(Given problem): Copy every line of the entries below that holds the word "rocky", with case counting.

(Provided data):
"""

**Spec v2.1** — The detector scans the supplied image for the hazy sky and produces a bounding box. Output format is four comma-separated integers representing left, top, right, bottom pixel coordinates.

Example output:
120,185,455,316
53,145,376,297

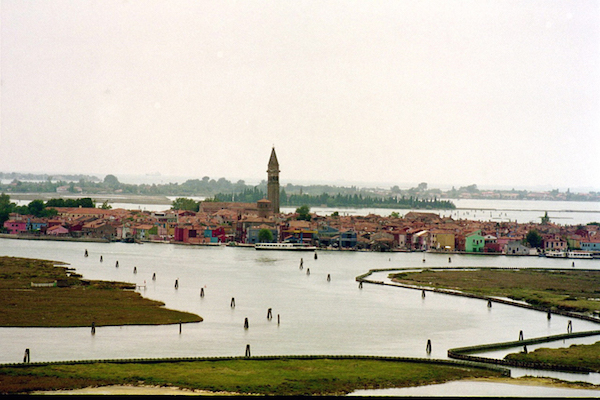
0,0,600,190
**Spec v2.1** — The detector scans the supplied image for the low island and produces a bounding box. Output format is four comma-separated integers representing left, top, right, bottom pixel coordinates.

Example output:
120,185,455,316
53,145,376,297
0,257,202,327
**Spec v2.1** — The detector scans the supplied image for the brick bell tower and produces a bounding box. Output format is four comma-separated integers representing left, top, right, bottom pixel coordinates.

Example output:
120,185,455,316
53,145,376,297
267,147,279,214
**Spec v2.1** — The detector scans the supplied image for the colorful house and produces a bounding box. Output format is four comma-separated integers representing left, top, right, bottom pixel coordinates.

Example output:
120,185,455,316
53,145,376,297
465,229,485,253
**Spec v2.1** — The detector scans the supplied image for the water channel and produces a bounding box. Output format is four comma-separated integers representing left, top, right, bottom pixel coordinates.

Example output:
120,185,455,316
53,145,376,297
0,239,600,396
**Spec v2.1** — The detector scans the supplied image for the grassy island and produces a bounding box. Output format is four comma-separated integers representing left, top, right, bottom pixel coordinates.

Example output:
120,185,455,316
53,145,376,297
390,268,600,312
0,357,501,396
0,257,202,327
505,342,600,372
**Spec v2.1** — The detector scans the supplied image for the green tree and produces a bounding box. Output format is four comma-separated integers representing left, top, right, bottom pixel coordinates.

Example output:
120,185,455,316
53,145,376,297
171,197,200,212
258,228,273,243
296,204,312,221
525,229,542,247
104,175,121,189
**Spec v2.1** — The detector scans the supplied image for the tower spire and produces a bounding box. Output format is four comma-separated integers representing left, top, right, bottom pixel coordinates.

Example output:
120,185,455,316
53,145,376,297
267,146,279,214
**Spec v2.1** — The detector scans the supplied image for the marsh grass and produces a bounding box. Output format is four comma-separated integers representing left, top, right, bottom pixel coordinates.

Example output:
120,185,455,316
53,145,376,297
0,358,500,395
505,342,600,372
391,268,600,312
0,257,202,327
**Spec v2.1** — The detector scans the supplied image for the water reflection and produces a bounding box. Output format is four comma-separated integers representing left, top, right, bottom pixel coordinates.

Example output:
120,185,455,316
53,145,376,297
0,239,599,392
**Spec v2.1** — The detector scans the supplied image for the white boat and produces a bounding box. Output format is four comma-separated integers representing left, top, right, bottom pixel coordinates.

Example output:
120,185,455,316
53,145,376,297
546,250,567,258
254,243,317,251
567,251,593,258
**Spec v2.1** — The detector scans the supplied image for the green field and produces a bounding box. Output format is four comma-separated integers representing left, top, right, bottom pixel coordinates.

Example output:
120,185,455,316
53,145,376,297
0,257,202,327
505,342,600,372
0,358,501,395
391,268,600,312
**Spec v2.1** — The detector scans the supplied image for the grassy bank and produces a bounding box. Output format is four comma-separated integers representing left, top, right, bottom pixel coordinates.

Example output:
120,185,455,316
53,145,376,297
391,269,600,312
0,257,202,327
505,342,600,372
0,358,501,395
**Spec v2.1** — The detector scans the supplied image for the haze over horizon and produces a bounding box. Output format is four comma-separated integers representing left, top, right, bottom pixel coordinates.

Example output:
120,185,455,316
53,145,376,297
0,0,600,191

"""
"""

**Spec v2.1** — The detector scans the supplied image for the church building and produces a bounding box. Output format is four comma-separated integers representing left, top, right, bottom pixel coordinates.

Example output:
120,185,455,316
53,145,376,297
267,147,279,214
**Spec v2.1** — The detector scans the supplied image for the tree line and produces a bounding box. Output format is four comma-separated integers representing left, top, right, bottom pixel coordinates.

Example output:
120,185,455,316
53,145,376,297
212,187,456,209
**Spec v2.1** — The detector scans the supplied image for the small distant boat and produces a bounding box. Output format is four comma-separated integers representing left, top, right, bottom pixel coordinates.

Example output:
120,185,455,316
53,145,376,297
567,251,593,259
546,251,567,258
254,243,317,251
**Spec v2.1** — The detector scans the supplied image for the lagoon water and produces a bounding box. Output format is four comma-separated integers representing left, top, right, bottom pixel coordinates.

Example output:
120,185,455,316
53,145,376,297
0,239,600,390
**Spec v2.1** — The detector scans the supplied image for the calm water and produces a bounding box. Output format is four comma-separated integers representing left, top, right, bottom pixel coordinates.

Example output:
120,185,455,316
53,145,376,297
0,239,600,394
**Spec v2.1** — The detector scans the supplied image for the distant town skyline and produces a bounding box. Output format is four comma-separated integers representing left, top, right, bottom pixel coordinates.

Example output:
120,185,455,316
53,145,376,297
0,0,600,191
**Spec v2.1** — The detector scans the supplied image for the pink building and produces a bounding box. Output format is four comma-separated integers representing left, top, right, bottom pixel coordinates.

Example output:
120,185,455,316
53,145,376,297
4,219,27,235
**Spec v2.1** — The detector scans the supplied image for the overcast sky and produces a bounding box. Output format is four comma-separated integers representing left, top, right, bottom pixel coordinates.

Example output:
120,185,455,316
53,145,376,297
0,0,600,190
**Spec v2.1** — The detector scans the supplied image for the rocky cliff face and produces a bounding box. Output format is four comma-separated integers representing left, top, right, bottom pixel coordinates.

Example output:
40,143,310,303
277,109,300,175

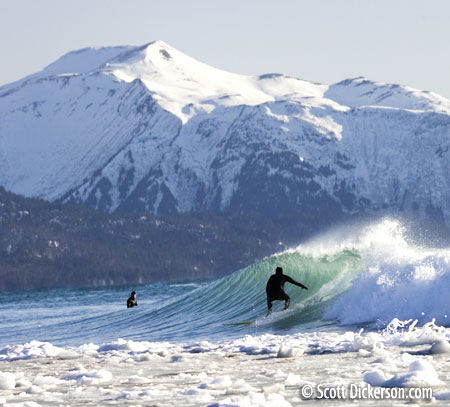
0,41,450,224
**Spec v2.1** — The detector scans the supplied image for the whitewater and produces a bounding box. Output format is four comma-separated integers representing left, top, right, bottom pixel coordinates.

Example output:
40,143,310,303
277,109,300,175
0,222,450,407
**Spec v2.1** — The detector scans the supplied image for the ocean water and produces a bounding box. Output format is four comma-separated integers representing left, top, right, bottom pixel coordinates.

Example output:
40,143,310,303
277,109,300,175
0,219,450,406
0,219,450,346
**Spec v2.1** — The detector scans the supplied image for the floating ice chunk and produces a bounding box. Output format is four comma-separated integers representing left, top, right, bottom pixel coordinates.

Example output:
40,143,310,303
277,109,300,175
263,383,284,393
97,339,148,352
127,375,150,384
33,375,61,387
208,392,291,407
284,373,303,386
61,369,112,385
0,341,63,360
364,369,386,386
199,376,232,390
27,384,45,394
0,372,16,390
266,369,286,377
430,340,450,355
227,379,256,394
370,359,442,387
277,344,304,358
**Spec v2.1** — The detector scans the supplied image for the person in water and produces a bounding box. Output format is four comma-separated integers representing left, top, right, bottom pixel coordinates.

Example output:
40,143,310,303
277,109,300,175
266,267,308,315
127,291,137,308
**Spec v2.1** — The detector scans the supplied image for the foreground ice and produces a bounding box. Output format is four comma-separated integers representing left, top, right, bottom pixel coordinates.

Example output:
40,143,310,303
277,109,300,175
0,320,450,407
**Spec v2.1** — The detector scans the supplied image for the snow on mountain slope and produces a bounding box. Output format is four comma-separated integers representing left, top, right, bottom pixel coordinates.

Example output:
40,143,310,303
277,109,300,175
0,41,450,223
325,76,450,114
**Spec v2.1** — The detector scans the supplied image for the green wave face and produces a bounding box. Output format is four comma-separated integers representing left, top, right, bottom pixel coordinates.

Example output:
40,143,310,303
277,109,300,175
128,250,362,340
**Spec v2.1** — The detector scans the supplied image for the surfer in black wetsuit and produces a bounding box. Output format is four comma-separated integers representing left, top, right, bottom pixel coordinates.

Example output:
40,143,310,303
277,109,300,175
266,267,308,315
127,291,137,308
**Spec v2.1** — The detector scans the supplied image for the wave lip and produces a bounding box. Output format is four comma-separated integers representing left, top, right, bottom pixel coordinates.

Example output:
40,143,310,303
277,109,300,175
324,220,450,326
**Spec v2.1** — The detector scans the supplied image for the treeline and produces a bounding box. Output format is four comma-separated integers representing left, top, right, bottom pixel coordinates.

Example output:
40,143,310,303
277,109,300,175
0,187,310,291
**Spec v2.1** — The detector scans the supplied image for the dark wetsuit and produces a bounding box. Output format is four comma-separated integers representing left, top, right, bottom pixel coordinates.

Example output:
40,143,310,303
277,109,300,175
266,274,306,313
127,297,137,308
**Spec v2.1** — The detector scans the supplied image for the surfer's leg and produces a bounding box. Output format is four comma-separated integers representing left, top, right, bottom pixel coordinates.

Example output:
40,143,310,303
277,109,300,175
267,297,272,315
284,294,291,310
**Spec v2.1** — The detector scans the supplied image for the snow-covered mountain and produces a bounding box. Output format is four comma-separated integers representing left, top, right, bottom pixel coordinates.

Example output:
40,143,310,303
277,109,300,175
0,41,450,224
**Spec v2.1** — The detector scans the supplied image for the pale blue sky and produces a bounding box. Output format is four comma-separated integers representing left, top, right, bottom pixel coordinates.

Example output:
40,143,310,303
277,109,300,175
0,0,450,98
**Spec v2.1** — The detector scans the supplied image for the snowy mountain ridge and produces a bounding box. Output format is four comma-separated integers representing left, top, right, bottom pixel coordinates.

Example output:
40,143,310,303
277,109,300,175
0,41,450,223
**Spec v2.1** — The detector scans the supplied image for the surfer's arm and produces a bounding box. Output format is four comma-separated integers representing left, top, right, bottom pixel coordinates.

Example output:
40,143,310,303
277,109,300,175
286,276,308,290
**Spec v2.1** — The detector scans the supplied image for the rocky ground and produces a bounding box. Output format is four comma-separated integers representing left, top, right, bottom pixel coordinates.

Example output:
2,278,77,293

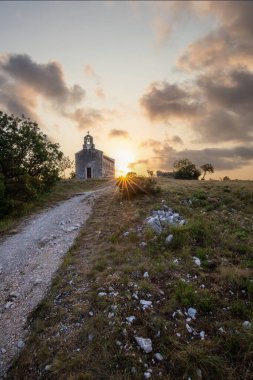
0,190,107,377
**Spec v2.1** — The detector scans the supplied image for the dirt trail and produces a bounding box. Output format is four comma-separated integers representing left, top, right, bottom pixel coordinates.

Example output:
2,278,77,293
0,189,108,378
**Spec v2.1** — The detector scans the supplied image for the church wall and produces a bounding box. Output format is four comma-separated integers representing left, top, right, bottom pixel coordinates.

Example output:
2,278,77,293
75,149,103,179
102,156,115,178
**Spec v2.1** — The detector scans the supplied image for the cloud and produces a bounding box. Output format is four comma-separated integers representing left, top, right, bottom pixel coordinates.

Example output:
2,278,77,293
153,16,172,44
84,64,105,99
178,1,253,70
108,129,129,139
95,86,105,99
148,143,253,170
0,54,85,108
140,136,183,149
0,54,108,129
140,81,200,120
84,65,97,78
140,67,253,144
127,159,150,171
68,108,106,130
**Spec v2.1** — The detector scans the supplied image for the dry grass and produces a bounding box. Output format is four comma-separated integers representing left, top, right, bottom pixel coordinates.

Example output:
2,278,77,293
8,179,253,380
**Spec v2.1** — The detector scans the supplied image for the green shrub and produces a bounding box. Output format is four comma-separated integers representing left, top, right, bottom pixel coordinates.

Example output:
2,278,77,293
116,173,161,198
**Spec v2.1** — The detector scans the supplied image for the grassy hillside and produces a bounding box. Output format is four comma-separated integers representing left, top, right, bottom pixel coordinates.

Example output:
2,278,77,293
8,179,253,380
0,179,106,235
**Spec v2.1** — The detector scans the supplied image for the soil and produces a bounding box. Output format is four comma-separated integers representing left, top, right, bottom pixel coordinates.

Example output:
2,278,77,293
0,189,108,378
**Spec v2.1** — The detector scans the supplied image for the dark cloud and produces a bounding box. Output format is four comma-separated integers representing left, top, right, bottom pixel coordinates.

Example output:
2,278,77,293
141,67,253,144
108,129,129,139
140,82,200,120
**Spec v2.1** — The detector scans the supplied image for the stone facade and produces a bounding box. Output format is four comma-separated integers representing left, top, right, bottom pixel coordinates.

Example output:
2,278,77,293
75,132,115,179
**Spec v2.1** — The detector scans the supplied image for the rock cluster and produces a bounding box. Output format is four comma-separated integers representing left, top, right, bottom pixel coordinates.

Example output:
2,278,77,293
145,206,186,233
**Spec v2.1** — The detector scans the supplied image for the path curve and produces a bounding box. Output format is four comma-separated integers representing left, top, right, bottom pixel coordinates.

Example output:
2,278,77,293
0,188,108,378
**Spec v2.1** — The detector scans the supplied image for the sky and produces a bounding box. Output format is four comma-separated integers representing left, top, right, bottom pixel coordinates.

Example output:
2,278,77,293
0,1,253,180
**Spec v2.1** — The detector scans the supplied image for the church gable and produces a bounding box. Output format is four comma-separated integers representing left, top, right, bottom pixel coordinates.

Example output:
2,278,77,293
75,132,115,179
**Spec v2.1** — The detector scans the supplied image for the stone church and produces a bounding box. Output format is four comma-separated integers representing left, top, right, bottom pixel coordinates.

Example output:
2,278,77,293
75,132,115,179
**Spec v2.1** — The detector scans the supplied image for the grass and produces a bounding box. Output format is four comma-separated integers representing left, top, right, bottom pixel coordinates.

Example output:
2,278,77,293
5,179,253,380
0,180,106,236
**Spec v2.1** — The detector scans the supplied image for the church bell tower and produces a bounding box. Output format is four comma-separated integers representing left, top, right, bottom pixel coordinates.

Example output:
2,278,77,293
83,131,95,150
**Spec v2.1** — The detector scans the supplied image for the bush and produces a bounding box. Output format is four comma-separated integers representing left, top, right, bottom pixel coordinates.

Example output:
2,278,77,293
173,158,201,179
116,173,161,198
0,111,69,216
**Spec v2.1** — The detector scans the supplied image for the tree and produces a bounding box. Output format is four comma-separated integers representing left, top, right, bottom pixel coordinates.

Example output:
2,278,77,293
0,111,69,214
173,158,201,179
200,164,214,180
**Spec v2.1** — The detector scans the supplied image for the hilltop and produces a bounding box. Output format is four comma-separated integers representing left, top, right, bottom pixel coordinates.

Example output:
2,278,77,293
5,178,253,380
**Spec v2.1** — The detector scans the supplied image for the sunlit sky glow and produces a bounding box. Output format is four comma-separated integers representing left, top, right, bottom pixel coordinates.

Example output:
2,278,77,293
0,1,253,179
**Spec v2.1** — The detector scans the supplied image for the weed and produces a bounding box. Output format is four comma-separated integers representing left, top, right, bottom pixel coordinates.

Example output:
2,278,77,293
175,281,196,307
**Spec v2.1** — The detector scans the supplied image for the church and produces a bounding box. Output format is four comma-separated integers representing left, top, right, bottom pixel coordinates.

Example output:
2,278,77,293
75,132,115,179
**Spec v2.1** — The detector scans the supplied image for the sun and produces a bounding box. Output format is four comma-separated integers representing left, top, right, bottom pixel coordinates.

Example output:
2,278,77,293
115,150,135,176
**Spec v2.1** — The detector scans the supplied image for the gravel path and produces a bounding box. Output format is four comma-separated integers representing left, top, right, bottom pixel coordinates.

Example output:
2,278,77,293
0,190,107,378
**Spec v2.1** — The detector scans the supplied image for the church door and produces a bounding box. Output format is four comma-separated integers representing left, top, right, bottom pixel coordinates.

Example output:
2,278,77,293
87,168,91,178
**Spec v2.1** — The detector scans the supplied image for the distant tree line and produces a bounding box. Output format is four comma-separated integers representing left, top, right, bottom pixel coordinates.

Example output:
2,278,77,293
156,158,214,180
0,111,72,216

"""

(Answer to the task):
**Spec v2.1** — The detector scans the supplied image for the rocky cliff face and produces a bounding box. Output format is four comma-separated integers representing left, top, right, bottom pixel coordinates.
**Spec v2.1** — The detector scans the supplied image for the rocky ground and produces a bounding box. Output format is four comma-separated integers representing left, top, right, bottom pixel coordinates.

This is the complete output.